--- Record excerpts ---
-- Opening Marker --

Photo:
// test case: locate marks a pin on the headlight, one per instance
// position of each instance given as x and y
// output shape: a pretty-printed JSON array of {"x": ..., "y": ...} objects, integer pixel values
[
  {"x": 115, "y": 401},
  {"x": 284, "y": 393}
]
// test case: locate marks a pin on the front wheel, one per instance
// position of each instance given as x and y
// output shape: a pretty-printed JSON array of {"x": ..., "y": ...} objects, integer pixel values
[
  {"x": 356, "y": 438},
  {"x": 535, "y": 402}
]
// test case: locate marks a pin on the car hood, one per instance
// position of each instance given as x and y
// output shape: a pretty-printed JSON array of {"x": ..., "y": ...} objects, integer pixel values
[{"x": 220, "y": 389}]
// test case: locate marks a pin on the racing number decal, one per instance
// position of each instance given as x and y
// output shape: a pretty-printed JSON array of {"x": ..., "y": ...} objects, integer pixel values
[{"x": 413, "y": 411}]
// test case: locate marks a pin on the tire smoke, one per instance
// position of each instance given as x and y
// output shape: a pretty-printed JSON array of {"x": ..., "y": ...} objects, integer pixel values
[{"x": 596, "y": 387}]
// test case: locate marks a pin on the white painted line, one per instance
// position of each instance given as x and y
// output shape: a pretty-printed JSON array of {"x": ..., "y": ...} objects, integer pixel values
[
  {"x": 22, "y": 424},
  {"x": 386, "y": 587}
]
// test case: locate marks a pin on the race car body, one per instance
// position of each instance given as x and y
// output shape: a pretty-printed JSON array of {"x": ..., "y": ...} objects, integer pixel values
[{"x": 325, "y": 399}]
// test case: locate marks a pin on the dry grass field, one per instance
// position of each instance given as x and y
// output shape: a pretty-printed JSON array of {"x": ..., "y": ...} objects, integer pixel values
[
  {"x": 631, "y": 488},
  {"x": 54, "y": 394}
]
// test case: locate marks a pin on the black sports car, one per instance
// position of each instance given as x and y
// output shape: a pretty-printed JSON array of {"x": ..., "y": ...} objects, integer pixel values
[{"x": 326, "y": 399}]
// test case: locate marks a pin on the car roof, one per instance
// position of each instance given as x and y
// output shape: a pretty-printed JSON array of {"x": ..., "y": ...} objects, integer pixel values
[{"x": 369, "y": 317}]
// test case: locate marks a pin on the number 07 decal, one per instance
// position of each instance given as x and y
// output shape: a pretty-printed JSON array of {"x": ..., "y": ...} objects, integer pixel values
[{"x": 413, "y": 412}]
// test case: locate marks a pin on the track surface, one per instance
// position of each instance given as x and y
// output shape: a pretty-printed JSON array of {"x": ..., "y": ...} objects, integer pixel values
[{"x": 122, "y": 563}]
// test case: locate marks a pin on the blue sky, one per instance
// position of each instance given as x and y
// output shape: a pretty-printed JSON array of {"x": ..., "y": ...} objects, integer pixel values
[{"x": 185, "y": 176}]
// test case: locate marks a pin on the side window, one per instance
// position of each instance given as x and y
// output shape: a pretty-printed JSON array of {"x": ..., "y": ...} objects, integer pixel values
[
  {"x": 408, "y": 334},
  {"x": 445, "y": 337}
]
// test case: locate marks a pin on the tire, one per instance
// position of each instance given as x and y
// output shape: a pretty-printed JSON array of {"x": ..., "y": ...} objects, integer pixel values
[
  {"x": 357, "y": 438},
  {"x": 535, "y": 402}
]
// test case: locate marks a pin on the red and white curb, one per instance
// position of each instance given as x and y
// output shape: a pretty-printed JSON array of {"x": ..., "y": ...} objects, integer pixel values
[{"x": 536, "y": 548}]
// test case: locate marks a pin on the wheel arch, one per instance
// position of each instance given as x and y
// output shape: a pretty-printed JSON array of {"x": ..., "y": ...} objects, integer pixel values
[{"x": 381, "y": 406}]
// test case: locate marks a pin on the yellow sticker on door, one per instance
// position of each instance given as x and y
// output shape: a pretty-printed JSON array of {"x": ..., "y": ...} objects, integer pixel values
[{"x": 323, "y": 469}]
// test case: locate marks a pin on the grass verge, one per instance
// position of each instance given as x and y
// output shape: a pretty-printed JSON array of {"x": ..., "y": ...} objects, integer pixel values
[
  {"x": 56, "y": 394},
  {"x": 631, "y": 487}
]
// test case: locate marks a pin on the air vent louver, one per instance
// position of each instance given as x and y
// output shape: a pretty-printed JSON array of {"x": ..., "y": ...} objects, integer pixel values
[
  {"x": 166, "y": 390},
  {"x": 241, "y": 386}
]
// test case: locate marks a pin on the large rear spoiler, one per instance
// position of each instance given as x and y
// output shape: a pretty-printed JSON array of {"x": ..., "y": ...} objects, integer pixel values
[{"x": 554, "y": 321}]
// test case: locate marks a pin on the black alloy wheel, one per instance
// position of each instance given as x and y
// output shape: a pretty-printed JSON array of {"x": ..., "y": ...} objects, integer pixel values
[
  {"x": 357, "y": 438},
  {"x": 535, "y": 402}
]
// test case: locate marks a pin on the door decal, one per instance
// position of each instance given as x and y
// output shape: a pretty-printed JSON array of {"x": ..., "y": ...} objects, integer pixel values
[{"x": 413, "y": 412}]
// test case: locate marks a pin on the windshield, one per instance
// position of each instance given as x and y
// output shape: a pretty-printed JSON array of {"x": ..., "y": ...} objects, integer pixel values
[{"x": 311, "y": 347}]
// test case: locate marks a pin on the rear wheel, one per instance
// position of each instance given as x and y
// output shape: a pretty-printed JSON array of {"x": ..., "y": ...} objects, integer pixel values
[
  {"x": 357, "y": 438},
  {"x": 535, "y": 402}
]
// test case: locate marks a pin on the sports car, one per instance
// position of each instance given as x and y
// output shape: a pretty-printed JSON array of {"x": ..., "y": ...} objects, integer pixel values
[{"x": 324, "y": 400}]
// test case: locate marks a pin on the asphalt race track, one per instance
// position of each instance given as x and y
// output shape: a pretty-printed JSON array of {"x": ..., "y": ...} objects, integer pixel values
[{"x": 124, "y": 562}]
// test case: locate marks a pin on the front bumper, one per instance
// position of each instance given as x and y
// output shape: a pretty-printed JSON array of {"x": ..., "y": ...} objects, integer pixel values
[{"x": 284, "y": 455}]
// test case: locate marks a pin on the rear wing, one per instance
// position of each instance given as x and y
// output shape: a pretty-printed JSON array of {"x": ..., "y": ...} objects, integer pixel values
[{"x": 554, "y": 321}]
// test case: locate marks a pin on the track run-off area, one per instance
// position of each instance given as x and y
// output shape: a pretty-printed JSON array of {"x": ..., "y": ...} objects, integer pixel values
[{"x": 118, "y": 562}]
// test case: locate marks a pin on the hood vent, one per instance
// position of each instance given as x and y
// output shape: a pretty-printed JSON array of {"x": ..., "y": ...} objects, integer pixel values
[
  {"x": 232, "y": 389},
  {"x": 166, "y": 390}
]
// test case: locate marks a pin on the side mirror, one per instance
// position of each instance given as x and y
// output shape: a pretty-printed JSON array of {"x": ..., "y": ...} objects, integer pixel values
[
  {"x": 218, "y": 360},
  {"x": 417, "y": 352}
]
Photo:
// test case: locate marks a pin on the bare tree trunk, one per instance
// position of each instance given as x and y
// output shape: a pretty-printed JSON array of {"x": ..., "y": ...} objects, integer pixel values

-- Closing Marker --

Print the entries once more, identical in every line.

Photo:
// test case: locate marks a pin on the headlight, one per instance
// position of each instance given as x and y
// output shape: a pretty-printed JSON array of {"x": ..., "y": ...} objects, integer pixel values
[
  {"x": 115, "y": 401},
  {"x": 284, "y": 393}
]
// test case: locate marks a pin on the front wheel, one per instance
// position of each instance given as x and y
// output shape: a pretty-printed JSON array of {"x": ..., "y": ...} objects, integer pixel values
[
  {"x": 356, "y": 438},
  {"x": 535, "y": 402}
]
// test case: locate marks a pin on the car hood, one per instance
// position of each instance given as x and y
// output shape: a pretty-printed JSON array of {"x": ..., "y": ...} objects, integer pixel values
[{"x": 220, "y": 389}]
// test case: locate marks a pin on the racing number decal, one per instance
// position of each instance given as x and y
// output shape: a pretty-printed JSON array of {"x": ..., "y": ...} objects, integer pixel values
[{"x": 413, "y": 411}]
// test case: locate marks a pin on the tire smoke, one per instance
// position of each instance given as x and y
// output shape: a pretty-printed JSON array of {"x": ..., "y": ...} objects, integer pixel values
[{"x": 596, "y": 387}]
// test case: locate marks a pin on the white painted line, one per instance
// position of each instance given as x and y
// output shape: a pretty-printed JSON array of {"x": ..., "y": ...} objects, integer pixel values
[
  {"x": 22, "y": 424},
  {"x": 386, "y": 587}
]
// test case: locate marks a pin on the race car body, one per instance
// position of each instance given as x and y
// output shape: a pretty-printed JSON array of {"x": ..., "y": ...} objects, integer pixel values
[{"x": 325, "y": 399}]
// test case: locate marks a pin on the dry grass field, one per instance
// position of each instance given as x and y
// output shape: a pretty-printed JSON array of {"x": ..., "y": ...} objects, integer pixel values
[
  {"x": 631, "y": 488},
  {"x": 54, "y": 394}
]
// test case: locate marks a pin on the black sports car, one per instance
// position of each instance given as x and y
// output shape: a pretty-printed JSON array of {"x": ..., "y": ...} objects, integer pixel values
[{"x": 326, "y": 399}]
// test case: locate marks a pin on the car roof, one per instance
// position of each instance given as x and y
// output shape: a pretty-printed JSON array of {"x": ..., "y": ...} objects, integer pixel values
[{"x": 369, "y": 317}]
// test case: locate marks a pin on the number 07 decal, one per instance
// position of each instance given as x and y
// output shape: a pretty-printed JSON array of {"x": ..., "y": ...} objects, integer pixel values
[{"x": 413, "y": 412}]
// test case: locate marks a pin on the track surface, one per instance
// position of each instance given as x and y
// output shape: a pretty-printed JSON array of {"x": ..., "y": ...} objects, integer pixel values
[{"x": 122, "y": 563}]
// test case: locate marks a pin on the blue sky, one per instance
// position of each instance given as x and y
// output shape: a pretty-printed JSON array of {"x": ..., "y": ...} objects, integer pixel values
[{"x": 185, "y": 176}]
// test case: locate marks a pin on the side window, one per instance
// position of each instance given as x and y
// output shape: a pretty-printed JSON array of {"x": ..., "y": ...} objects, integer pixel values
[
  {"x": 408, "y": 334},
  {"x": 445, "y": 337}
]
// test case: locate marks a pin on the tire, one per instance
// position of each instance given as x and y
// output shape: a pretty-printed JSON array of {"x": ..., "y": ...} objects, integer pixel values
[
  {"x": 357, "y": 438},
  {"x": 535, "y": 402}
]
// test case: locate marks a pin on the red and white curb, one per instance
// position of each instance given as x and y
// output shape: a pretty-printed JSON array of {"x": ..., "y": ...} objects, integer pixel values
[{"x": 536, "y": 548}]
// test case: locate marks a pin on the wheel arch, one per instance
// position of each instance given as x and y
// output shape: a pretty-printed JSON array of {"x": ..., "y": ...} objects, integer pixel values
[{"x": 381, "y": 406}]
// test case: locate marks a pin on the yellow sticker on door, one per instance
// position of each instance given as x and y
// output shape: a pretty-printed JSON array of {"x": ..., "y": ...} objects, integer pixel values
[{"x": 323, "y": 469}]
// test case: locate marks a pin on the grass verge, one per instance
// position of each instance given as x and y
// output shape: a pretty-printed JSON array of {"x": ..., "y": ...} objects, integer pixel values
[
  {"x": 56, "y": 394},
  {"x": 631, "y": 487}
]
// test case: locate marks a pin on the air vent louver, one per instance
// position of each instance given as x and y
// output shape: a pretty-printed JSON array of {"x": ..., "y": ...} objects, integer pixel values
[
  {"x": 166, "y": 390},
  {"x": 241, "y": 386}
]
// test case: locate marks a pin on the large rear spoiler, one per instance
// position of each instance given as x and y
// output shape: a pretty-printed JSON array of {"x": ..., "y": ...} objects, integer pixel values
[{"x": 554, "y": 321}]
// test case: locate marks a pin on the black alloy wheel, one per instance
// position of each instance given as x and y
// output shape: a pretty-printed JSON array of {"x": ..., "y": ...} objects, integer pixel values
[
  {"x": 357, "y": 438},
  {"x": 535, "y": 402}
]
// test case: locate marks a pin on the door decal, one per instance
// position of each instance given as x and y
// output shape: a pretty-printed JSON array of {"x": ..., "y": ...} objects, integer pixel values
[{"x": 413, "y": 412}]
// test case: locate marks a pin on the windshield, one per instance
// position of each instance given as x and y
// output shape: a pretty-printed JSON array of {"x": ..., "y": ...} objects, integer pixel values
[{"x": 311, "y": 347}]
// test case: locate marks a pin on the rear wheel, one per instance
// position of each instance given as x and y
// output shape: a pretty-printed JSON array of {"x": ..., "y": ...} objects, integer pixel values
[
  {"x": 357, "y": 438},
  {"x": 535, "y": 402}
]
// test case: locate marks a pin on the sports car, one per instance
// position of each instance given as x and y
// output shape: a pretty-printed JSON array of {"x": ..., "y": ...} objects, integer pixel values
[{"x": 324, "y": 400}]
// test case: locate marks a pin on the asphalt race track, one per instance
// position of each instance given as x and y
// output shape: a pretty-printed JSON array of {"x": ..., "y": ...} objects, integer pixel values
[{"x": 124, "y": 562}]
// test case: locate marks a pin on the front bumper, one per instance
// position of each instance given as x and y
// output shape: a pretty-printed JSON array of {"x": ..., "y": ...} objects, integer pixel values
[{"x": 284, "y": 455}]
// test case: locate marks a pin on the rear wing, one per instance
// position of each instance given as x and y
// output shape: a pretty-printed JSON array of {"x": ..., "y": ...} objects, integer pixel values
[{"x": 554, "y": 321}]
// test case: locate marks a pin on the track run-off area, one per instance
// position of each instance given as x and y
// output shape: a pretty-printed JSON array of {"x": ..., "y": ...} objects, integer pixel values
[{"x": 118, "y": 562}]
// test case: locate marks a pin on the hood vent, one per instance
// position of each instance given as x and y
// output shape: a pretty-printed JSON array of {"x": ..., "y": ...} objects, integer pixel values
[
  {"x": 232, "y": 389},
  {"x": 166, "y": 390}
]
// test case: locate marks a pin on the side mirror, one per instance
// position of each instance given as x and y
// output shape: a pretty-printed JSON array of {"x": ..., "y": ...} objects, integer pixel values
[
  {"x": 218, "y": 360},
  {"x": 417, "y": 352}
]
Photo:
// test case: locate marks a pin on the bare tree trunk, one per instance
// position of each instance given as x and y
// output shape: a pretty-printed JSON array of {"x": ..., "y": ...} objects, integer pixel values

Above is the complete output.